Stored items
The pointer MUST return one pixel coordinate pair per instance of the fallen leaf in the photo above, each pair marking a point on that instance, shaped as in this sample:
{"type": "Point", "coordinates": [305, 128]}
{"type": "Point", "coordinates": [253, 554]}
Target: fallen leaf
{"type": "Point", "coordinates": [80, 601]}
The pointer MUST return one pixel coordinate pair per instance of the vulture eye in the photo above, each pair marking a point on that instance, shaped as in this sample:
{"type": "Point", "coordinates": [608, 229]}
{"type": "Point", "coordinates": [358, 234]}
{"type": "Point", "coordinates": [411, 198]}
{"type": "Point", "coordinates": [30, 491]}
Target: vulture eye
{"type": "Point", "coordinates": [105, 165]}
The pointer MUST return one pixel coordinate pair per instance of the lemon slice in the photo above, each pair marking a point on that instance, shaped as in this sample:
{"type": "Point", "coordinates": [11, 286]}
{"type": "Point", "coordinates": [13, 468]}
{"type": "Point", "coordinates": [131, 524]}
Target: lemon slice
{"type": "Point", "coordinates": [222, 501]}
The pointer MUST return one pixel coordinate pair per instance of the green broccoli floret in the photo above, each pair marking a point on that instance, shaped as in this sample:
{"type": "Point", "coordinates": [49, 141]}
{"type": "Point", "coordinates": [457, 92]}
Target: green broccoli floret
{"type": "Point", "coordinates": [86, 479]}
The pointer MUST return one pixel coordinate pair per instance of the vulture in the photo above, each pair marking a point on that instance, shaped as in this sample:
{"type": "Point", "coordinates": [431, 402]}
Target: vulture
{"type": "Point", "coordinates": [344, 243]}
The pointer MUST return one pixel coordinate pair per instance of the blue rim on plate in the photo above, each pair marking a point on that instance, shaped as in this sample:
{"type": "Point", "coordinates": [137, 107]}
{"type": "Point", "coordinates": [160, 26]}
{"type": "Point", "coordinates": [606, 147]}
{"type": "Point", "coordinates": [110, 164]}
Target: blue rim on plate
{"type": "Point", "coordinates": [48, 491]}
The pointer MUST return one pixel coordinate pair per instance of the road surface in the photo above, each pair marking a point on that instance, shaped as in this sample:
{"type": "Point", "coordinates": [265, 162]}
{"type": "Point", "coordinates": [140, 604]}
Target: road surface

__WHAT IS REQUIRED__. Make an exact copy of all the lines above.

__ANSWER BELOW__.
The pointer MUST return one pixel coordinate pair per instance of the fallen leaf in the photo above, each pair marking a point on that instance, shaped as in this sample:
{"type": "Point", "coordinates": [305, 128]}
{"type": "Point", "coordinates": [253, 554]}
Target: fallen leaf
{"type": "Point", "coordinates": [80, 601]}
The pointer MUST return one pixel coordinate pair per instance of the vulture eye in the photo above, each pair marking a point on that instance, shaped as in this sample:
{"type": "Point", "coordinates": [608, 229]}
{"type": "Point", "coordinates": [358, 234]}
{"type": "Point", "coordinates": [411, 198]}
{"type": "Point", "coordinates": [30, 491]}
Target: vulture eye
{"type": "Point", "coordinates": [105, 165]}
The pointer MUST return one pixel coordinate pair per instance of the lemon slice in the photo above, each pair marking a point on that instance, shaped as in this sample:
{"type": "Point", "coordinates": [11, 286]}
{"type": "Point", "coordinates": [13, 468]}
{"type": "Point", "coordinates": [131, 524]}
Target: lemon slice
{"type": "Point", "coordinates": [222, 501]}
The pointer MUST return one pixel coordinate pair per instance of the green broccoli floret in the photo above, each pair marking a point on that instance, shaped as in this sample:
{"type": "Point", "coordinates": [49, 141]}
{"type": "Point", "coordinates": [457, 92]}
Target: green broccoli floret
{"type": "Point", "coordinates": [86, 479]}
The pointer MUST return one pixel coordinate pair per instance of the vulture in the photo above, each pair marking a point on that instance, shaped as in this sample:
{"type": "Point", "coordinates": [431, 402]}
Target: vulture
{"type": "Point", "coordinates": [344, 243]}
The pointer MUST return one pixel coordinate pair per instance of the blue rim on plate in the photo above, each pair marking a point on that instance, shaped as in this sample:
{"type": "Point", "coordinates": [137, 107]}
{"type": "Point", "coordinates": [160, 26]}
{"type": "Point", "coordinates": [606, 147]}
{"type": "Point", "coordinates": [110, 164]}
Target: blue rim on plate
{"type": "Point", "coordinates": [48, 491]}
The pointer MUST return one pixel coordinate pair per instance of the road surface in the photo above, each pair marking a point on that instance, shaped as in this sample:
{"type": "Point", "coordinates": [265, 162]}
{"type": "Point", "coordinates": [140, 604]}
Target: road surface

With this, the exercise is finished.